▸ **Task goal**
Edit the entries from the start through the line containing "310;107;325;121", replacing "tarsus" with "foot" and leaving everything else unchanged. Give back only those lines.

▸ **Supplied information**
'''
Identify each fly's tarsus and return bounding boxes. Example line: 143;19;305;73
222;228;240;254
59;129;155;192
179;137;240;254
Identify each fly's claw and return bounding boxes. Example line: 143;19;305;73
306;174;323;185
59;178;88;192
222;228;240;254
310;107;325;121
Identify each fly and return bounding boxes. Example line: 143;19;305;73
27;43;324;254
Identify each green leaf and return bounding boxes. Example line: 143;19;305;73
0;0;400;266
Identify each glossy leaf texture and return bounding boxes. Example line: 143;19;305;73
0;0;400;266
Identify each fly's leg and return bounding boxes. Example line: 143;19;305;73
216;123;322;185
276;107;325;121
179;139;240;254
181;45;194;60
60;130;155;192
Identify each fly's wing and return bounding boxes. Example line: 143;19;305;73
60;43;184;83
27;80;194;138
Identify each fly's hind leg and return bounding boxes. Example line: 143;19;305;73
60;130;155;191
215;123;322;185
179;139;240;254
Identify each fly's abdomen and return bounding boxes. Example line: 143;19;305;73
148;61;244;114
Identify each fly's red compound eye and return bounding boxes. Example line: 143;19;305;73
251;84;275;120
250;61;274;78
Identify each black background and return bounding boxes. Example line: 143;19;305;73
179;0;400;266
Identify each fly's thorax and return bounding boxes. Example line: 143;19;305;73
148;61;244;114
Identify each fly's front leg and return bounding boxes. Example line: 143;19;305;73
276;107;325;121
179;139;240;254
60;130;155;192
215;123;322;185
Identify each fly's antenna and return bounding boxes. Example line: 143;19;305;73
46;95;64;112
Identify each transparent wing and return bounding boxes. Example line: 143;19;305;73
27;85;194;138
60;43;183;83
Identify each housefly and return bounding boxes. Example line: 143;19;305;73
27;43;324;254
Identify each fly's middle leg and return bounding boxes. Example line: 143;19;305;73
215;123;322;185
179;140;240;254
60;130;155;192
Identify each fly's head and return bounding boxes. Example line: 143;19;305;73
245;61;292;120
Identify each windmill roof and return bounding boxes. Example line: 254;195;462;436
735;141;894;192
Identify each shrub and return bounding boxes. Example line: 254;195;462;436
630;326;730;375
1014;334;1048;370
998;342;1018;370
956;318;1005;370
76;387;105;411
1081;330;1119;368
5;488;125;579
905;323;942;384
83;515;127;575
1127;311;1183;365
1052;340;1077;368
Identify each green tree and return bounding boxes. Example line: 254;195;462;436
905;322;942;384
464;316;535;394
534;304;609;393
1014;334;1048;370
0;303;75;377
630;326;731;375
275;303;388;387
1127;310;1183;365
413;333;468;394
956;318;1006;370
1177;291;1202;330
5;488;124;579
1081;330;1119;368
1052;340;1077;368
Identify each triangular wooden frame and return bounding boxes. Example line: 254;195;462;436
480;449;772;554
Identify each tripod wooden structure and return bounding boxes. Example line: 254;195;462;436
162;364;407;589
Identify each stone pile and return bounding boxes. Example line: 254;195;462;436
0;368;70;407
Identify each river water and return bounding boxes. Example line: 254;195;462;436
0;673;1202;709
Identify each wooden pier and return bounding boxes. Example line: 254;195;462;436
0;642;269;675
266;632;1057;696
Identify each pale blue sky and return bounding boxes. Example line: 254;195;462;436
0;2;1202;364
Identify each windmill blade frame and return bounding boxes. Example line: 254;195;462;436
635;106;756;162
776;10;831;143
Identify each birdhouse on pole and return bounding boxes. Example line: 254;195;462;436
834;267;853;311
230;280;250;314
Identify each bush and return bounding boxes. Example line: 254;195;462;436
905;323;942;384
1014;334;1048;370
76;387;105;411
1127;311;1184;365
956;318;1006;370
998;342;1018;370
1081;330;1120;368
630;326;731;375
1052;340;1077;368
'''
▸ **Result of this task**
Identify each fly's foot and return bounding boxes. Example line: 143;19;305;73
222;228;240;254
59;129;155;192
179;137;240;254
Identify each fly's claw and return bounding boxes. Example line: 143;19;305;73
306;174;323;185
59;178;88;192
222;228;240;254
310;107;325;121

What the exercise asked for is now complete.